=== DOCUMENT EXCERPT ===
# Cherry Bowl using ringmaster



## we4marts (May 20, 2010)

This is my first attempt at a bowl using a friends ringmaster that I am attempting to buy off him.


----------



## Parson (May 20, 2010)

The Christ within me says to the Christ within you: Now THAT's a thing of beauty!


----------



## jbostian (May 21, 2010)

That is a great looking bowl. 

Jamie


----------



## RAdams (May 21, 2010)

WOW That isnice!!


I thought maybe you were talking about the  C.D. "The RINGMASTER"... One of my favorites!!!


----------



## Jgrden (May 21, 2010)

Groovy


----------



## FrankG (May 21, 2010)

Nice looking bowl.

I've been using the Ringmaster for years, and the trick is to get the segments thick enough that you can produce at least a slight curve on the outside of the bowl so everything isn't just straight lines.


----------



## Craftdiggity (May 21, 2010)

Very cool.  I'm not familiar with the ringmaster.  What is it exactly?


----------



## FrankG (May 21, 2010)

It's a machine that cuts slanted concentric rings from a board that you stack, glue together and turn to make a "bowl from a board" - without a bandsaw.  More info on their website: http://www.ringmastertool.com/


----------



## glycerine (May 21, 2010)

That's cool, I've never heard of it until now... but couldn't you do the same thing with a parting tool, or would that be too dangerous?


----------



## Craftdiggity (May 21, 2010)

Pretty cool, but not for $600.  Is that all it does?  And why is it better than a BS?

Chris


----------



## Mrs Rojo22 (May 21, 2010)

Beautiful!
=== RECORDS ===
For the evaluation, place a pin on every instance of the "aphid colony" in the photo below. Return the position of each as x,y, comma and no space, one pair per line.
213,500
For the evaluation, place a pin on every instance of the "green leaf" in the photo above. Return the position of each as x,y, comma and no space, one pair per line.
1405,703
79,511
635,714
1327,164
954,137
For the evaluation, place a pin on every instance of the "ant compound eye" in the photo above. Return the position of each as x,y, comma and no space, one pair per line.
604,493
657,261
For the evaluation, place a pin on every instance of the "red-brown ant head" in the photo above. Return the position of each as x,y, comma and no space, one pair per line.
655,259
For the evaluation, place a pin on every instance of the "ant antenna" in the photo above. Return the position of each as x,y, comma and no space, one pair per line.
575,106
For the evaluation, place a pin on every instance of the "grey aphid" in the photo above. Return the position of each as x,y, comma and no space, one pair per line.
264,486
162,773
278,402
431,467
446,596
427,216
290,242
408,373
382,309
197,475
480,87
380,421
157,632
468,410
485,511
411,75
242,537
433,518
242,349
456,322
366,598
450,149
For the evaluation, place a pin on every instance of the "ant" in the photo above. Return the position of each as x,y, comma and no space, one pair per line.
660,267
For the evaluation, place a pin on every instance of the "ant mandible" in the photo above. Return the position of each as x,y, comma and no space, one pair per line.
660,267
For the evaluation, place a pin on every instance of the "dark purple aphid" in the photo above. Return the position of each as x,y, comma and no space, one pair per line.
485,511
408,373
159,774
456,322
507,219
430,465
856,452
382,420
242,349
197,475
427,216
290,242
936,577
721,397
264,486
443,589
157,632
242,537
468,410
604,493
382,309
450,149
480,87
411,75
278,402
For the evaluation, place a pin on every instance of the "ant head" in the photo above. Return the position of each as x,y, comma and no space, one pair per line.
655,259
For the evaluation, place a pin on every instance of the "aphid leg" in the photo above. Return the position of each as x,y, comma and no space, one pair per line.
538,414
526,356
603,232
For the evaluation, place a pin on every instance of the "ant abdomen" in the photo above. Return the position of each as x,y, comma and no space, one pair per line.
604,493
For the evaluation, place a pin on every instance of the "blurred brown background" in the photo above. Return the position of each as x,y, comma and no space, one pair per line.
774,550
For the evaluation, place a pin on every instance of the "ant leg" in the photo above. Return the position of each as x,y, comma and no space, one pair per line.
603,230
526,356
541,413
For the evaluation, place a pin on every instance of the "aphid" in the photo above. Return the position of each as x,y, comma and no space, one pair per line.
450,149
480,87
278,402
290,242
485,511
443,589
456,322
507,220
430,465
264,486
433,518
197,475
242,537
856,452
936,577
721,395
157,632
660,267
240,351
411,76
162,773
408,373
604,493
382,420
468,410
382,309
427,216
===
SHORT TASK A: In the Ringmaster thread, what three things does the reply describe doing with the rings the machine cuts from a board?
SHORT TASK B: From the Ringmaster thread, quote the part that opens with the words containing "## Parson (May" and closes with "great looking bowl.".

CORRECT OUTPUT A: Stack them, glue them together, and turn them.

CORRECT OUTPUT B:
## Parson (May 20, 2010)

The Christ within me says to the Christ within you: Now THAT's a thing of beauty!


----------



## jbostian (May 21, 2010)

That is a great looking bowl.